%%

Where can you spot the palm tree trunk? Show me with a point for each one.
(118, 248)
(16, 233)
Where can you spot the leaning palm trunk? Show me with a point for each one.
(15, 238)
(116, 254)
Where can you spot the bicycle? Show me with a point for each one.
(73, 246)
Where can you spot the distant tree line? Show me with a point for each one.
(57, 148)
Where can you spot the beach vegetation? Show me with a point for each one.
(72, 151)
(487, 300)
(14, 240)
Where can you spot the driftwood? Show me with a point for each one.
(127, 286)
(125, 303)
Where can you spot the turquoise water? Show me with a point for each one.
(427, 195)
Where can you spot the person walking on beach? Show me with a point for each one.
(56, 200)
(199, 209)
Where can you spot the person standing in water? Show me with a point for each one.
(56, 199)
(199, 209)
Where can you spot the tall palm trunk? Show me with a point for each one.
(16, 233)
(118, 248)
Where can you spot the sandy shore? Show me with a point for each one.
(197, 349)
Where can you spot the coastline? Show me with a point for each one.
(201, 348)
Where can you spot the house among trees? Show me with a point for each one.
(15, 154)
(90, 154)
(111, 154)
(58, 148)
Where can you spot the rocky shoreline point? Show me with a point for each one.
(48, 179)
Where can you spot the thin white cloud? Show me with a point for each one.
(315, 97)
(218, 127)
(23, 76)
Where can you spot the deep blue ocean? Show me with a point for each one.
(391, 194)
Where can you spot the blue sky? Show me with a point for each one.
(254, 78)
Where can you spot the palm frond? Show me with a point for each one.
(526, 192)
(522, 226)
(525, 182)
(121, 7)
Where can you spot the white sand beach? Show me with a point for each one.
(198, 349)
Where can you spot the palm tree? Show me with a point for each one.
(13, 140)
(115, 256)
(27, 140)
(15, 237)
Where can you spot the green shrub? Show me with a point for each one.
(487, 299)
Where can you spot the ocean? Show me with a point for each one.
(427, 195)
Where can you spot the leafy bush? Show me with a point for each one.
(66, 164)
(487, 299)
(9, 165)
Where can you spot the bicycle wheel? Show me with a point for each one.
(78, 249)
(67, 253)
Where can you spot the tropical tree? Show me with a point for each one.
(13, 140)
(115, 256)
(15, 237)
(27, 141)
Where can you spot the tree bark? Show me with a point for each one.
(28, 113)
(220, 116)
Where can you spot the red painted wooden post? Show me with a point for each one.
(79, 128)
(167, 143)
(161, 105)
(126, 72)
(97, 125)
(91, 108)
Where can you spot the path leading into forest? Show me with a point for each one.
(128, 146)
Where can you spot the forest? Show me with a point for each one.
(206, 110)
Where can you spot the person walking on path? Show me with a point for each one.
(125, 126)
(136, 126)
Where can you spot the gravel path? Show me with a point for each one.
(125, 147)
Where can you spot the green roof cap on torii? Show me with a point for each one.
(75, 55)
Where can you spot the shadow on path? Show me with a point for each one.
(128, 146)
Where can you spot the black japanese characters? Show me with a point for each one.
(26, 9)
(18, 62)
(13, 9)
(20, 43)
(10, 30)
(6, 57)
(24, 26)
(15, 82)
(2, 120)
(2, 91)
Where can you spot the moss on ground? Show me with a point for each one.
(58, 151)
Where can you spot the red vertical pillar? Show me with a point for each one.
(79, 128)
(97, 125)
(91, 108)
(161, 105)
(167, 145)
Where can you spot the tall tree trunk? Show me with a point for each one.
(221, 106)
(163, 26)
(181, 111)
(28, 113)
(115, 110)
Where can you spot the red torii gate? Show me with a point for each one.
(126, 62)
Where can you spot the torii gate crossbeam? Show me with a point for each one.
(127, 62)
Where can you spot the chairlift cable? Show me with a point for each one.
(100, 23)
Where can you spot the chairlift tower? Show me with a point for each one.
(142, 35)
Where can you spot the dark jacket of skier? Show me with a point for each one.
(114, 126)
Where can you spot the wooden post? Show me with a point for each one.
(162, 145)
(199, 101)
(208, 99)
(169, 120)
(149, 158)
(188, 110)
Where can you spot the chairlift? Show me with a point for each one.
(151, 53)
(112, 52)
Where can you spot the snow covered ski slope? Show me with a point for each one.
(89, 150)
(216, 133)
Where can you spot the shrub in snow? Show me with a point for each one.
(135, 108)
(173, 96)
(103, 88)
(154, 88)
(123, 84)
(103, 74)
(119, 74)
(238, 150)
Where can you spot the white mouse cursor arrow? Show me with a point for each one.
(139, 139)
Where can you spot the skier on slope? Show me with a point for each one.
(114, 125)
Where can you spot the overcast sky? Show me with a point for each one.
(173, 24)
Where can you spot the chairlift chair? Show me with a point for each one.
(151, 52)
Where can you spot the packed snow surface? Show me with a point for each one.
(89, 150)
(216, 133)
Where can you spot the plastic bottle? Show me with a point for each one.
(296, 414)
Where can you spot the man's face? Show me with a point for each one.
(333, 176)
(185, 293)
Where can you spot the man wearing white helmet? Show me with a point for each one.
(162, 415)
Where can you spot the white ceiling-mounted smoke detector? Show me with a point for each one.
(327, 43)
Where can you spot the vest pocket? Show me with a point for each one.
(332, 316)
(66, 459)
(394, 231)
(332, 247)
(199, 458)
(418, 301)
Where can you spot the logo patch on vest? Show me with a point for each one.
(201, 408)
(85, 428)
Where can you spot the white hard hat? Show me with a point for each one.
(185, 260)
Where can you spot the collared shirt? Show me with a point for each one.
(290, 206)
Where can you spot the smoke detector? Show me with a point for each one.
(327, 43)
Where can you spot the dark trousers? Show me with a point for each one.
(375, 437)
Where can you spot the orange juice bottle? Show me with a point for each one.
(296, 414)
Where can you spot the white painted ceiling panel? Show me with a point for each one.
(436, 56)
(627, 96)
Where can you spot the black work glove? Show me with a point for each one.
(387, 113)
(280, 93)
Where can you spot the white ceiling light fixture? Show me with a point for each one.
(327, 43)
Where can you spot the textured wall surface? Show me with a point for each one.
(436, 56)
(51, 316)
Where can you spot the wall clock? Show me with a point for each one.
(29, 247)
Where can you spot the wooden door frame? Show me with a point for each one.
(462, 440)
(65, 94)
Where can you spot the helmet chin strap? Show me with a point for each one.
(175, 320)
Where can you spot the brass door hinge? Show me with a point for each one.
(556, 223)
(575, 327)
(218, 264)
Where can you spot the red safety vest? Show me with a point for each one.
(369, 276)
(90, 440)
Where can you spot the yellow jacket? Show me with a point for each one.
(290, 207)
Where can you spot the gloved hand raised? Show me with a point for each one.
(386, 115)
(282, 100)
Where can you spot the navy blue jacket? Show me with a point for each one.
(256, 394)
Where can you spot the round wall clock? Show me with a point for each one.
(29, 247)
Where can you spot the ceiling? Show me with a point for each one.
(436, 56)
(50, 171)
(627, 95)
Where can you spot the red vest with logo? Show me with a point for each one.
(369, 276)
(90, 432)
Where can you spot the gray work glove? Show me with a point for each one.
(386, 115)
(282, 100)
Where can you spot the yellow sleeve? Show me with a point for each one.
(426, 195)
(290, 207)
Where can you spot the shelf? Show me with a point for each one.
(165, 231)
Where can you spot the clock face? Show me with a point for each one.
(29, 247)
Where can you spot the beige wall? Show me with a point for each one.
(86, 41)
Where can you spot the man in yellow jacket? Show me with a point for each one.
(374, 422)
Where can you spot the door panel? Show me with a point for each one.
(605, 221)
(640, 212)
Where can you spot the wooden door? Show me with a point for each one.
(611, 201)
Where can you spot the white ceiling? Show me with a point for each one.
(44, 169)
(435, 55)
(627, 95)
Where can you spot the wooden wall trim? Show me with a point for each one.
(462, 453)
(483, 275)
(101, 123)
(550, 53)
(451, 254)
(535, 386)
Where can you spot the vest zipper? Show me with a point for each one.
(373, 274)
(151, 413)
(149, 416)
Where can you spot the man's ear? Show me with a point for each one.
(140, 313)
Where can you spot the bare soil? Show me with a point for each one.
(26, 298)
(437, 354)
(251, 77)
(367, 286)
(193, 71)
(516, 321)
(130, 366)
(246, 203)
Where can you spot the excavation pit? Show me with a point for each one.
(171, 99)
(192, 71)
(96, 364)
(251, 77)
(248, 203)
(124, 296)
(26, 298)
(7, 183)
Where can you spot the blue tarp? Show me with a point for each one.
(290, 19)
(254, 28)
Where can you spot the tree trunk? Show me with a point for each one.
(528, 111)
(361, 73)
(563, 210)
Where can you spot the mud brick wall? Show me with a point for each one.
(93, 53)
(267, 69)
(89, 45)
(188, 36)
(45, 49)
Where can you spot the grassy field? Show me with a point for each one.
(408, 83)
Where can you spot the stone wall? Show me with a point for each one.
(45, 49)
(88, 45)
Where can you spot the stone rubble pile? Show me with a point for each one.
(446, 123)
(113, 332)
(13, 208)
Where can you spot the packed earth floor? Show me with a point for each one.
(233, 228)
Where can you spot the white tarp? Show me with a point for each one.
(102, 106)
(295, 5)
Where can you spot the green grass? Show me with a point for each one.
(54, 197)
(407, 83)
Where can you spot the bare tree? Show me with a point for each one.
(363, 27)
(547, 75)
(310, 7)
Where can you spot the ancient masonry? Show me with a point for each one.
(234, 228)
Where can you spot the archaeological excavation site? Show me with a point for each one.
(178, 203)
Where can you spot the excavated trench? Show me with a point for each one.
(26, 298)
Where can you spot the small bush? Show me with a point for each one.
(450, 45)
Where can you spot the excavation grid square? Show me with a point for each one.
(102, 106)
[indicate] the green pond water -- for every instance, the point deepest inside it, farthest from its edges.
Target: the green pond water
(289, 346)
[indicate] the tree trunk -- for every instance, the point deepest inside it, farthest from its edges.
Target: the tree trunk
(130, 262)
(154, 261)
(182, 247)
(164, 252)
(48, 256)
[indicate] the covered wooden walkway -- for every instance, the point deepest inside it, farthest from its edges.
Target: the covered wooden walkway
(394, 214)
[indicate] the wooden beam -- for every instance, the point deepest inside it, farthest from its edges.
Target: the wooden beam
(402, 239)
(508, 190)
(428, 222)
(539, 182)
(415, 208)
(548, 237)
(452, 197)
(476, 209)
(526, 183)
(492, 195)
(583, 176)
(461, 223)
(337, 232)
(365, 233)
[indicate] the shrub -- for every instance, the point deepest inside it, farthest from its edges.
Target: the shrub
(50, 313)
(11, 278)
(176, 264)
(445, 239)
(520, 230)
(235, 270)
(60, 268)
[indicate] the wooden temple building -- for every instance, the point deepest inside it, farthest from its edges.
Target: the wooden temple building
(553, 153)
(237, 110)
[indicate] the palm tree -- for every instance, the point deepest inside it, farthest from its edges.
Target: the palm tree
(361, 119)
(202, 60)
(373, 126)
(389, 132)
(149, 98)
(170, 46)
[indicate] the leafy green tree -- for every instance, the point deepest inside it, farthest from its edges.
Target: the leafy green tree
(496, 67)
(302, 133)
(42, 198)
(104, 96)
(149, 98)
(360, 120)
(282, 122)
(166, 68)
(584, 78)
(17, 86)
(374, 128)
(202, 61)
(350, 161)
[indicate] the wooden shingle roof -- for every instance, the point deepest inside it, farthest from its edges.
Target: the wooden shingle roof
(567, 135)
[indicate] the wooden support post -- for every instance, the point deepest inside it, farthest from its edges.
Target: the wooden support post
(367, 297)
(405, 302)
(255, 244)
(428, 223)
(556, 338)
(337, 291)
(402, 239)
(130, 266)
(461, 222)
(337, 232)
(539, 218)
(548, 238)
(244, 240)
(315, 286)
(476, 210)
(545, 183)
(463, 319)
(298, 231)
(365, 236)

%%

Work required — Provide the number of lines in the entries that include "from", and no other text.

Answer below — 10